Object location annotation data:

## begin

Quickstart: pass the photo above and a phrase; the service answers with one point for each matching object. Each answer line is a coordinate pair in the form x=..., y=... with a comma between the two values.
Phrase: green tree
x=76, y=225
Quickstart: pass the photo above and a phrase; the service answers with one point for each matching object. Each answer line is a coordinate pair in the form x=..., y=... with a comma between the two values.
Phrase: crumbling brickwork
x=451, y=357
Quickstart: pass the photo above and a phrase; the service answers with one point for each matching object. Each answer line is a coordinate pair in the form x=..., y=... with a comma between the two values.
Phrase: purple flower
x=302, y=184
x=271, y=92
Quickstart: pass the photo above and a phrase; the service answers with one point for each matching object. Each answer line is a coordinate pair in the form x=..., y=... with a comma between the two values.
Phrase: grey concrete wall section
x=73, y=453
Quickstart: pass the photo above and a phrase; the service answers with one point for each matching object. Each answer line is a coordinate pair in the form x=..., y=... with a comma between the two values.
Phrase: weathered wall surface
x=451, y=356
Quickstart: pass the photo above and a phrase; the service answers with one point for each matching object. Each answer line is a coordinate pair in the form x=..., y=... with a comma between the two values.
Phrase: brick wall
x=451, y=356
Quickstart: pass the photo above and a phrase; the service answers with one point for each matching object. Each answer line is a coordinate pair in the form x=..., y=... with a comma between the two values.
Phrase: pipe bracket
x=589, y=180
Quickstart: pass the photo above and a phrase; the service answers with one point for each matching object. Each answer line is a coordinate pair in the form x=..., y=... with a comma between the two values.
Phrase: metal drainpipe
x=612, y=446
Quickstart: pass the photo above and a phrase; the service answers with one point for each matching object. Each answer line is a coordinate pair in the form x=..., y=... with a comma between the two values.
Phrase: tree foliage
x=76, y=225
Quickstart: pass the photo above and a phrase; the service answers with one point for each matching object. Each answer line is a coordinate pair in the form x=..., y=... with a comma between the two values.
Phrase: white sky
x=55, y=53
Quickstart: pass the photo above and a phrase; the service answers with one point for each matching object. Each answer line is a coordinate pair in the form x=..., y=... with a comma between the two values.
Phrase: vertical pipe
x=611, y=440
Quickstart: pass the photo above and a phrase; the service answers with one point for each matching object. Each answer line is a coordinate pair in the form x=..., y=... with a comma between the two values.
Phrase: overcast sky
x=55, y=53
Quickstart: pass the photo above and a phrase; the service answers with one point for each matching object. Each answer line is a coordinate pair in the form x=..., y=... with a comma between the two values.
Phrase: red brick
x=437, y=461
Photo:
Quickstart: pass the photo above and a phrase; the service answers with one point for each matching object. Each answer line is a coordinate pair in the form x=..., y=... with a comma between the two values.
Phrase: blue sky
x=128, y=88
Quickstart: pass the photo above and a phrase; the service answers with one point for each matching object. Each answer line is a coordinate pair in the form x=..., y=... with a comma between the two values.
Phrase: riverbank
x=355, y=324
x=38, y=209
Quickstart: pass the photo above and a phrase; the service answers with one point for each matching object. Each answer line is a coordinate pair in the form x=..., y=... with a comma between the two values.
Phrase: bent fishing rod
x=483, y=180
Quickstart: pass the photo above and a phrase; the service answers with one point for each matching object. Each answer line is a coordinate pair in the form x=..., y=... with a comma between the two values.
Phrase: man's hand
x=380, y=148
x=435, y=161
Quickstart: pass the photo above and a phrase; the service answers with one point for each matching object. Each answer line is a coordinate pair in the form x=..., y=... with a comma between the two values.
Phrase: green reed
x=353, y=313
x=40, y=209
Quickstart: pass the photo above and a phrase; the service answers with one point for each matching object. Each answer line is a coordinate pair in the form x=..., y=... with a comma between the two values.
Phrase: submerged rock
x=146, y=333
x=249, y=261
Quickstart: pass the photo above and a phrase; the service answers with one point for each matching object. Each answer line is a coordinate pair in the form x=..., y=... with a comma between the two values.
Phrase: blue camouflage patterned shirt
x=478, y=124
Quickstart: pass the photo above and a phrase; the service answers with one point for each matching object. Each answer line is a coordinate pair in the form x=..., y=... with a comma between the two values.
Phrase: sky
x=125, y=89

## end

DIRECTION – Could you lay out every line of the rows above as a numbered list, skipping any blank lines?

EXERCISE ANSWER –
1. Quickstart: pass the photo above and a phrase; the service answers with one point for each matching object. Each answer line is a coordinate pair in the form x=..., y=... with a comma between the two values.
2. Phrase: green tree
3. x=76, y=225
4. Quickstart: pass the photo above and a phrase; the service answers with one point for each matching object. Each answer line is a coordinate pair in the form x=..., y=... with a comma between the two values.
5. Phrase: crumbling brickwork
6. x=451, y=357
7. Quickstart: pass the photo above and a phrase; the service answers with one point for each matching object. Each answer line is a coordinate pair in the form x=..., y=... with a comma between the two values.
8. Phrase: purple flower
9. x=302, y=184
10. x=271, y=92
11. Quickstart: pass the photo above and a phrase; the service answers with one point for each matching object. Each answer line is a coordinate pair in the form x=..., y=... with a comma between the two values.
12. Phrase: grey concrete wall section
13. x=73, y=453
14. Quickstart: pass the photo above and a phrase; the service answers with one point for each matching object. Each answer line is a coordinate pair in the form x=..., y=... with a comma between the two values.
15. Phrase: weathered wall surface
16. x=451, y=356
17. Quickstart: pass the photo above and a phrase; the service answers with one point for each matching object. Each answer line is a coordinate pair in the form x=..., y=... with a comma between the two values.
18. Phrase: brick wall
19. x=451, y=356
20. Quickstart: pass the photo above and a phrase; the service answers with one point for each matching object. Each answer line is a coordinate pair in the form x=..., y=... with a comma between the two values.
21. Phrase: pipe bracket
22. x=589, y=180
23. Quickstart: pass the photo above and a phrase; the service answers with one point for each matching object. Each answer line is a coordinate pair in the form x=..., y=... with a comma between the two values.
24. Phrase: metal drainpipe
25. x=612, y=446
26. Quickstart: pass the photo above and a phrase; the service answers with one point for each matching object. Each answer line is a coordinate pair in the form x=..., y=... with a comma between the two values.
27. Phrase: tree foliage
28. x=76, y=225
29. Quickstart: pass the photo above and a phrase; the service answers with one point for each matching object. Each answer line is a coordinate pair in the form x=..., y=... with a comma between the two values.
30. Phrase: white sky
31. x=55, y=53
32. Quickstart: pass the photo above and a phrase; the service answers with one point for each matching object. Each answer line is a coordinate pair in the form x=..., y=... with a comma between the two values.
33. Phrase: vertical pipe
34. x=611, y=440
35. Quickstart: pass the photo above and a phrase; the service answers with one point for each matching object. Each answer line is a coordinate pair in the form x=..., y=... with a comma between the two values.
36. Phrase: overcast sky
37. x=55, y=53
38. Quickstart: pass the photo above and a phrase; the service answers with one point for each matching object. Each answer line is a coordinate pair in the form x=..., y=... with a comma between the two values.
39. Phrase: red brick
40. x=437, y=461
41. Photo:
42. Quickstart: pass the photo above and a phrase; the service answers with one point for each matching object. Each answer line is a coordinate pair in the form x=..., y=... with a comma between the two values.
43. Phrase: blue sky
44. x=128, y=88
45. Quickstart: pass the photo above and a phrase; the service answers with one point for each matching object. Each answer line is a coordinate pair in the form x=..., y=... with a comma between the two values.
46. Phrase: riverbank
47. x=355, y=324
48. x=38, y=209
49. Quickstart: pass the photo above and a phrase; the service answers with one point for each matching object. Each answer line is a coordinate pair in the form x=..., y=... with a comma between the two values.
50. Phrase: bent fishing rod
51. x=483, y=180
52. Quickstart: pass the photo above and a phrase; the service answers with one point for each matching object. Each answer line is a coordinate pair in the form x=..., y=... with a comma between the two values.
53. Phrase: man's hand
54. x=380, y=148
55. x=435, y=161
56. Quickstart: pass the photo above and a phrase; the service answers with one point for each matching object. Each answer line is a coordinate pair in the form x=..., y=... with a comma between the two values.
57. Phrase: green reed
58. x=353, y=313
59. x=40, y=209
60. Quickstart: pass the photo above and a phrase; the service answers with one point for each matching object. Each answer line is a coordinate pair in the form x=..., y=... with a comma between the two values.
61. Phrase: submerged rock
62. x=146, y=333
63. x=249, y=261
64. Quickstart: pass the photo above and a phrase; the service answers with one point for each matching object. Each answer line is a coordinate pair in the form x=..., y=... with a comma between the two values.
65. Phrase: blue camouflage patterned shirt
66. x=478, y=124
67. Quickstart: pass the photo above and a phrase; the service answers with one point for each matching object. Each answer line is a coordinate pair in the form x=..., y=... with a comma between the two values.
68. Phrase: sky
69. x=125, y=89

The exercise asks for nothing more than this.